WORK TO COMPLETE -
1. In the passage about Doucet, what honor did he receive in 2005?
2. Pick up the passage about Doucet after its last line and carry it forward.

PASSAGE PROVIDED -
'''

In 1975, Doucet received an NEA Folk Arts Apprenticeship Grant to study Cajun fiddle styles from masters such as Varise Conner, Hector Duhon, Canray Fontenot, Lionel LeLeux, and Dennis McGee.

In 2005 Doucet received a National Heritage Fellowship awarded by the National Endowment for the Arts, which is the United States' highest honor in the folk and traditional arts. Two years later, he was named a USA Collins Family Foundation Fellow and awarded a $50,000 grant by United States Artists, a public charity that supports and promotes the work of American artists.

==Discography==
- Cajun Jam Sessions (Arhoolie, 1983)
- Dit Beausoleil (Arhoolie, 1983)

'''

EXERCISE DATA -
'''

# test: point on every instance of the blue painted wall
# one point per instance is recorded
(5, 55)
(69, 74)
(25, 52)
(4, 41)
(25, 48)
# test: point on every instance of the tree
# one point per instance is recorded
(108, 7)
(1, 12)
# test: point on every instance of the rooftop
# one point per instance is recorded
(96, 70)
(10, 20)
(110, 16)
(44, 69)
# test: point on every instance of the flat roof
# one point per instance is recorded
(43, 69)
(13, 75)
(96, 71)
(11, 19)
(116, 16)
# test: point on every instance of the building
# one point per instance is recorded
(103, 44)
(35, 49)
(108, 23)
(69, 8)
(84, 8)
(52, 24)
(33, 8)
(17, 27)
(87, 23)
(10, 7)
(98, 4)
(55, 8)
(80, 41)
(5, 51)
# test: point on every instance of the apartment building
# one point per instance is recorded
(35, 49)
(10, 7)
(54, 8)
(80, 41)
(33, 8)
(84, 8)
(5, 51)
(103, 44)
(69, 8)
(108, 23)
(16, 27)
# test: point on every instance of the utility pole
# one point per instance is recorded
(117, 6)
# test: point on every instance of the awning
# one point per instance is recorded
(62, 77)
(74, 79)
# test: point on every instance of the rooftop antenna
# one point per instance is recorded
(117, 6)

'''

LIST OF ANSWERS -
1. A National Heritage Fellowship from the National Endowment for the Arts.

2.
- Parlez-Nous a Boire (Arhoolie, 1984)
- Christmas Bayou (Swallow, 1986)
- Allons a Lafayette (Arhoolie, 1988)
- Hot Chili Mama (Arhoolie, 1988)
- Michael Doucet & Cajun Brew (Rounder, 1988)
- Beau Solo (Arhoolie, 1989)
- Déjá Vu (Swallow, 1991)
- Le Hoogie Boogie: Louisiana French Music for Children (Rounder, 1992)
- Fiddlers 4 (Compass, 2002)
- From Now On (Smithsonian Folkways, 2008)
- Alligator Purse (Yep Roc, 2009)
- Live at the 2008 New Orleans Jazz & Heritage Festival (MunckMix, 2009)
- Belizaire the Cajun (soundtrack) (Arhoolie, 2011)
- From Bamako to Carencro (Compass, 2013)
- Cajun Fandango (Parhelion, 2016)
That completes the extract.